* **Source text**
#####
A few miles up the road from Hodgenville is Bardstown.  Here the air took on an odor I’ve smelled before—in a saloon.  But in this city the scent is in its purest form.  Bardstown, Kentucky, the Bourbon Capital of the World, is the home of the Oscar Getz Museum of Whiskey History, and the well known Maker’s Mark and Jim Beam Distilleries. 

This capital of fine whiskey is steeped in early American history and stark contrasts. Stark contrast?  Yes, because just before you get to the whiskey capital, you encounter The Abbey of Our Lady of Gethsemani.  This is the oldest functioning monastery in the United States.  It was made famous by the author and monk, Thomas Merton, who lived here back in the mid-1800s.  The present day Trappist Monks are in the Order of the Cistercians of Strict Observance.  They devote their lives to prayer and work, and study the mysteries of the Roman Catholic Church. 

When I passed through Bardstown, I wondered, monks being who they are, if they sampled the city’s famous elixirs?  They must, because the Monks of Gethsemani are known as the Bourbon Fudge Monks.  And, I can assure you they make the finest fudge I’ve ever tasted.

Moving on to the north, we exited the blue highway onto a beltline freeway to circle around Louisville.  Then I drove east a few miles on I-71 to a back road that took us to a precipice above the Ohio River.  Down we went to the only bridge between Louisville and Cincinnati that crossed this famous river.
#####
[Collected data entries]
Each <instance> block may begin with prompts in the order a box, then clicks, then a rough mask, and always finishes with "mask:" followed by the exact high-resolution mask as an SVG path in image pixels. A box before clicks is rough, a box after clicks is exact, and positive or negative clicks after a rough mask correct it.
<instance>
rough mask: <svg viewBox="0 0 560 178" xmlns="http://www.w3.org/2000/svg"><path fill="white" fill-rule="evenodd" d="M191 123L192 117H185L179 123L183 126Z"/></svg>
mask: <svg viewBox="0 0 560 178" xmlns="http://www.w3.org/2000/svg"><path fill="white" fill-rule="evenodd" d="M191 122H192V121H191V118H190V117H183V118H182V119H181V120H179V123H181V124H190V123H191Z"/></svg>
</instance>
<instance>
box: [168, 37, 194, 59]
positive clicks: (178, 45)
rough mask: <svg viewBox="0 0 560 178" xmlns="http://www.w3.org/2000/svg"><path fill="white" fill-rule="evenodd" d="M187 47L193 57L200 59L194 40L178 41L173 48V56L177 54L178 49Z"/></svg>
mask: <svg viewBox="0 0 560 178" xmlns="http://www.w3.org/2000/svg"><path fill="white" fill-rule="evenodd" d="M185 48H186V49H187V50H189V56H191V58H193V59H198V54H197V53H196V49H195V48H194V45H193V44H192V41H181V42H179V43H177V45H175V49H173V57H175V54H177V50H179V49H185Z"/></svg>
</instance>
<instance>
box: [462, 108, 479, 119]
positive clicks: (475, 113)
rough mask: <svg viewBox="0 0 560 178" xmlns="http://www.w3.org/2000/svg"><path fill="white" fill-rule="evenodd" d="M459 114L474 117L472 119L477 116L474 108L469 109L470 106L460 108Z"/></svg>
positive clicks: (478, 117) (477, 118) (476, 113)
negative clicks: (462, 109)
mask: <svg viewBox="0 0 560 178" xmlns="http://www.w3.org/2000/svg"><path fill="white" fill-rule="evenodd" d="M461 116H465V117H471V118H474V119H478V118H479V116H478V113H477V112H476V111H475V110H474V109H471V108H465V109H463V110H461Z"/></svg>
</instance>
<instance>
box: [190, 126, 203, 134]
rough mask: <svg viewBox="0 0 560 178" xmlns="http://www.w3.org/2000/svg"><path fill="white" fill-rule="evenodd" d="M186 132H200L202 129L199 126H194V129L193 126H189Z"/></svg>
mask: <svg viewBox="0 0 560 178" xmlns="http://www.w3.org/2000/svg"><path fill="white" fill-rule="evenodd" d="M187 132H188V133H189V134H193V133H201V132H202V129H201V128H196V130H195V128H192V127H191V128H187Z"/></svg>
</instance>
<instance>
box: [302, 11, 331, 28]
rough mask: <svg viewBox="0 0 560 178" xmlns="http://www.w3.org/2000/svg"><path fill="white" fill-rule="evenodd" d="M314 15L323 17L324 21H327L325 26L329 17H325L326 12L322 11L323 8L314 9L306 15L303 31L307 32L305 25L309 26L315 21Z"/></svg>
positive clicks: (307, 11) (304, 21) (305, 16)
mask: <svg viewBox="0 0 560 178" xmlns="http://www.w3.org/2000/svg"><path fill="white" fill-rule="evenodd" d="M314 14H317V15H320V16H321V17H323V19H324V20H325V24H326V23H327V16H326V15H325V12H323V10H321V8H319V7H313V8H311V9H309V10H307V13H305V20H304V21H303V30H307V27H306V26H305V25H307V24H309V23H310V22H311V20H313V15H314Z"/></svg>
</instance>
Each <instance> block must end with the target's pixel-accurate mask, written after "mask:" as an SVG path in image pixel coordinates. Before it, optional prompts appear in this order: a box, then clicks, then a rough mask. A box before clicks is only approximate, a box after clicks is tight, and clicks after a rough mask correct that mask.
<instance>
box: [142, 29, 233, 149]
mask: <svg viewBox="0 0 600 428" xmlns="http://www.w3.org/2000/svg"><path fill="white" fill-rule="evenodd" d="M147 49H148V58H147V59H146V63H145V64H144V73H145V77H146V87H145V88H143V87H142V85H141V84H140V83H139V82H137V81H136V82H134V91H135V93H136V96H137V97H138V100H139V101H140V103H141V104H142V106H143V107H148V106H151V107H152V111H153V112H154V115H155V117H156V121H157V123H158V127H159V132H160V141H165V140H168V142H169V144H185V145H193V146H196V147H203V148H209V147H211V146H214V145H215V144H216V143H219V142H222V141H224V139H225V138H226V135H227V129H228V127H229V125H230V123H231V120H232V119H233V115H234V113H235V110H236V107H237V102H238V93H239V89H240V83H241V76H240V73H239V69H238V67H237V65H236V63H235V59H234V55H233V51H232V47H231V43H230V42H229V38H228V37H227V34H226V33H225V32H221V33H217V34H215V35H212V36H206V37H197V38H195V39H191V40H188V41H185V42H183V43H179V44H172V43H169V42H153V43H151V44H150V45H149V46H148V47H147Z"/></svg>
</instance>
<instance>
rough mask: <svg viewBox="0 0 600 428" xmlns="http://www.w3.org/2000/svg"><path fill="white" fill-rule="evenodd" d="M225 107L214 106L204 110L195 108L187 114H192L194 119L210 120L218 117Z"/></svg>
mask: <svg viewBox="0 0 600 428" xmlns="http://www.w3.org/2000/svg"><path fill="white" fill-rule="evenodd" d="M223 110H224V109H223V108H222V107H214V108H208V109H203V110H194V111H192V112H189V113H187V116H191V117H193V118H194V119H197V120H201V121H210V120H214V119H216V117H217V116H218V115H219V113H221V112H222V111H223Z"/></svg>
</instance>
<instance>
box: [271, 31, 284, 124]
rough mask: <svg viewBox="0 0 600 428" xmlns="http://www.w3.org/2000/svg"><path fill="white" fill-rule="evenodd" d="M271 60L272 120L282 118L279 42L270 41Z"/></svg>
#####
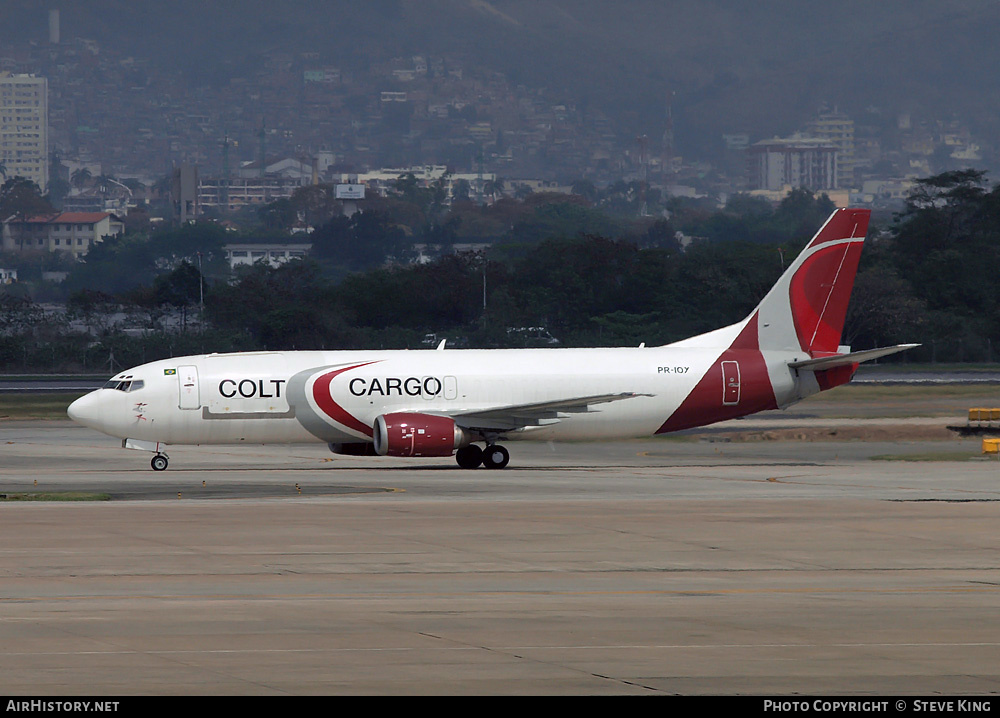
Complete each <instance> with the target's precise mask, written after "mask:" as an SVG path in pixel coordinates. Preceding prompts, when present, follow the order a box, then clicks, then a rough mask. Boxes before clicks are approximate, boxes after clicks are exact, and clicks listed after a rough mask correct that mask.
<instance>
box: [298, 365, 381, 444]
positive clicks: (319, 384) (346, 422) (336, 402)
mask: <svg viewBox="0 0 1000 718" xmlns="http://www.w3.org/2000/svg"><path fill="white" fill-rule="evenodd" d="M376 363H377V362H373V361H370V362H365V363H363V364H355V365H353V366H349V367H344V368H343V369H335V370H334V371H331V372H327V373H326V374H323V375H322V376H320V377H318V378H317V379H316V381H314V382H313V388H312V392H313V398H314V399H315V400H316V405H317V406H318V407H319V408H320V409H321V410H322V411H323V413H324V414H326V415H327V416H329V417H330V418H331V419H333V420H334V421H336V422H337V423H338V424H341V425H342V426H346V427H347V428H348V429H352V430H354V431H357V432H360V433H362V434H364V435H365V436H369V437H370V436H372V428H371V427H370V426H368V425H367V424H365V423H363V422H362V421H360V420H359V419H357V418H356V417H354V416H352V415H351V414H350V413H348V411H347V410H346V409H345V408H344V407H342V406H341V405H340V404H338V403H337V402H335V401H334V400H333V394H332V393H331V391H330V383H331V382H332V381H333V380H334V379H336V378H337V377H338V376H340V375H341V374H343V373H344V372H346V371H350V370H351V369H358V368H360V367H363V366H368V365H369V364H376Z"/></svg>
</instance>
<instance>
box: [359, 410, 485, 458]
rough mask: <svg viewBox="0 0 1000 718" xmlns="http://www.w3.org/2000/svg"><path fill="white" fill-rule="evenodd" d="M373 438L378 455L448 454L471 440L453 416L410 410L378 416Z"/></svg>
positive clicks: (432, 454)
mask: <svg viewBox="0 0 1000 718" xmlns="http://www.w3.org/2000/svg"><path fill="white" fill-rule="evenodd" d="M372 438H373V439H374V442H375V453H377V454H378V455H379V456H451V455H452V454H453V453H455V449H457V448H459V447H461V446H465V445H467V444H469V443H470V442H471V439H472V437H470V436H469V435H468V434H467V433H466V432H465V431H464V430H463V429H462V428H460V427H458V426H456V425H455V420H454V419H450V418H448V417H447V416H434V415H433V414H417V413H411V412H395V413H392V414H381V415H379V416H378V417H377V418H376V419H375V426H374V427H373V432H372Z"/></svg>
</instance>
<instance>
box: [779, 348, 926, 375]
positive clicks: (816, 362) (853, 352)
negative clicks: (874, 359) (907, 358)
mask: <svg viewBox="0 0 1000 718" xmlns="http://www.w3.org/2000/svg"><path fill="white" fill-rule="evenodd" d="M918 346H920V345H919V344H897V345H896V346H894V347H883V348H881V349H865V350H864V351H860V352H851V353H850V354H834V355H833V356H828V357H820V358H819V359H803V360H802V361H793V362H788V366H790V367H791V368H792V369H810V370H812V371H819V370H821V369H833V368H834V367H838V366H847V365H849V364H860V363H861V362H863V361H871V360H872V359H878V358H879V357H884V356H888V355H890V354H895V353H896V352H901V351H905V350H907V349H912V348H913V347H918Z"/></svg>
#####
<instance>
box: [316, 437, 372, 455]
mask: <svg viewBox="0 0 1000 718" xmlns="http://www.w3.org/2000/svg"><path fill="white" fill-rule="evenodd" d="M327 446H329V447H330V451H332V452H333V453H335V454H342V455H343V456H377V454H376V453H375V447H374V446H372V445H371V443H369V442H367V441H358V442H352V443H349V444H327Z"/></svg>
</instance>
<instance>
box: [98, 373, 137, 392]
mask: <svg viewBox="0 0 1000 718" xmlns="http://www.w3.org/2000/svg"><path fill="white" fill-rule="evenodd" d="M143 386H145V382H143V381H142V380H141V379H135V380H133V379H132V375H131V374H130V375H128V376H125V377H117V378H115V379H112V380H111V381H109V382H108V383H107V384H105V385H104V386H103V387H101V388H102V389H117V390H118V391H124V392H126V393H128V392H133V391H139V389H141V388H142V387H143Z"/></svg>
#####
Repeat, word for word, the portion of the Bardstown travel text from "This capital of" up to and including "Roman Catholic Church.".

This capital of fine whiskey is steeped in early American history and stark contrasts. Stark contrast?  Yes, because just before you get to the whiskey capital, you encounter The Abbey of Our Lady of Gethsemani.  This is the oldest functioning monastery in the United States.  It was made famous by the author and monk, Thomas Merton, who lived here back in the mid-1800s.  The present day Trappist Monks are in the Order of the Cistercians of Strict Observance.  They devote their lives to prayer and work, and study the mysteries of the Roman Catholic Church.